— Work to be completed —
Switch "tinted window" to "side window" in the records below, from the line with "of the tie-down" through the end of the records. Give only those lines again, with everything else unchanged.

— Raw records —
────────────────

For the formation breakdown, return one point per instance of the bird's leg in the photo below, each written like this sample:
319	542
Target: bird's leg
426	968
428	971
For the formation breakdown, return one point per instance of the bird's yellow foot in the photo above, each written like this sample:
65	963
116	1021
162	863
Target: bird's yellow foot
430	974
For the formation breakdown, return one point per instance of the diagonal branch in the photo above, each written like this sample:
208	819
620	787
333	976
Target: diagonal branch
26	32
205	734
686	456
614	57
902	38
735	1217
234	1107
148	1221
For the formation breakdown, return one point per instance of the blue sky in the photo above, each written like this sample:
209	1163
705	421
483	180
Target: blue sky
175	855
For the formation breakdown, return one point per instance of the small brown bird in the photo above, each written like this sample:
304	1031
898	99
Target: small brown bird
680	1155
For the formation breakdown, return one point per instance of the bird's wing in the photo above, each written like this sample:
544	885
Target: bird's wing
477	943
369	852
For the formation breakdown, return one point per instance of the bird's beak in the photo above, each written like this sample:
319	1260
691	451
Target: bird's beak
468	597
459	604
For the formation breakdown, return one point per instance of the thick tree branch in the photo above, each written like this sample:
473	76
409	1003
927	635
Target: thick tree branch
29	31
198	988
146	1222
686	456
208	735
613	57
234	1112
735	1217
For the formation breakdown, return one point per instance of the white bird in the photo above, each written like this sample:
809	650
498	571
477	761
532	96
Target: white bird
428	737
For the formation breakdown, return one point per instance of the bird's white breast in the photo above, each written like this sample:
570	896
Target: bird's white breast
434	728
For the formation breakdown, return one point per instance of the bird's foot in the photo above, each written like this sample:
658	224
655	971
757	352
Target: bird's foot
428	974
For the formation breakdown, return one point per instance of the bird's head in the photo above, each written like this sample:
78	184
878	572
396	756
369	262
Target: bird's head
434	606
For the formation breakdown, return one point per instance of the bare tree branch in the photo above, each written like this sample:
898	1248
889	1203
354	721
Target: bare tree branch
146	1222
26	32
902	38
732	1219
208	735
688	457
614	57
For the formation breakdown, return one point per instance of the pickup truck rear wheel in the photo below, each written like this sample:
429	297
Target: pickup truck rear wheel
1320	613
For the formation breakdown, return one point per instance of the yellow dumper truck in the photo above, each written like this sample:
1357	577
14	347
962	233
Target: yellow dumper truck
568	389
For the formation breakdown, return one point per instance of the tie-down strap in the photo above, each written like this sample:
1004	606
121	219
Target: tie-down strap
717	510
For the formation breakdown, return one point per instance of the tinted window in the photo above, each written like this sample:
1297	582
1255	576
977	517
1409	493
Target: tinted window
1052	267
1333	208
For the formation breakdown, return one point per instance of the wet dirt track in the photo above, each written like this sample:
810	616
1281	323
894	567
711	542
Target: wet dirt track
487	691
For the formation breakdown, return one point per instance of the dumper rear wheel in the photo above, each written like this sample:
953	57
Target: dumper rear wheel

────────────────

— Correct output —
For the formation breakdown, return one point per instance of the tie-down strap in the photo above, each written like this sample:
1004	606
121	219
Target: tie-down strap
717	510
For the formation breakdown, return one point per instance of the side window in the photo above, each written like this sample:
1297	582
1255	576
977	517
1409	493
Target: side window
1052	267
1333	208
For the formation breakdown, return one point per instance of the wet dirt track in the photo above, each written like this sample:
810	616
1281	323
894	567
711	542
Target: wet dirt track
487	691
For the formation breakdown, return one point per instance of the dumper rear wheel in the photo above, each written like this sample:
953	57
Target: dumper rear wheel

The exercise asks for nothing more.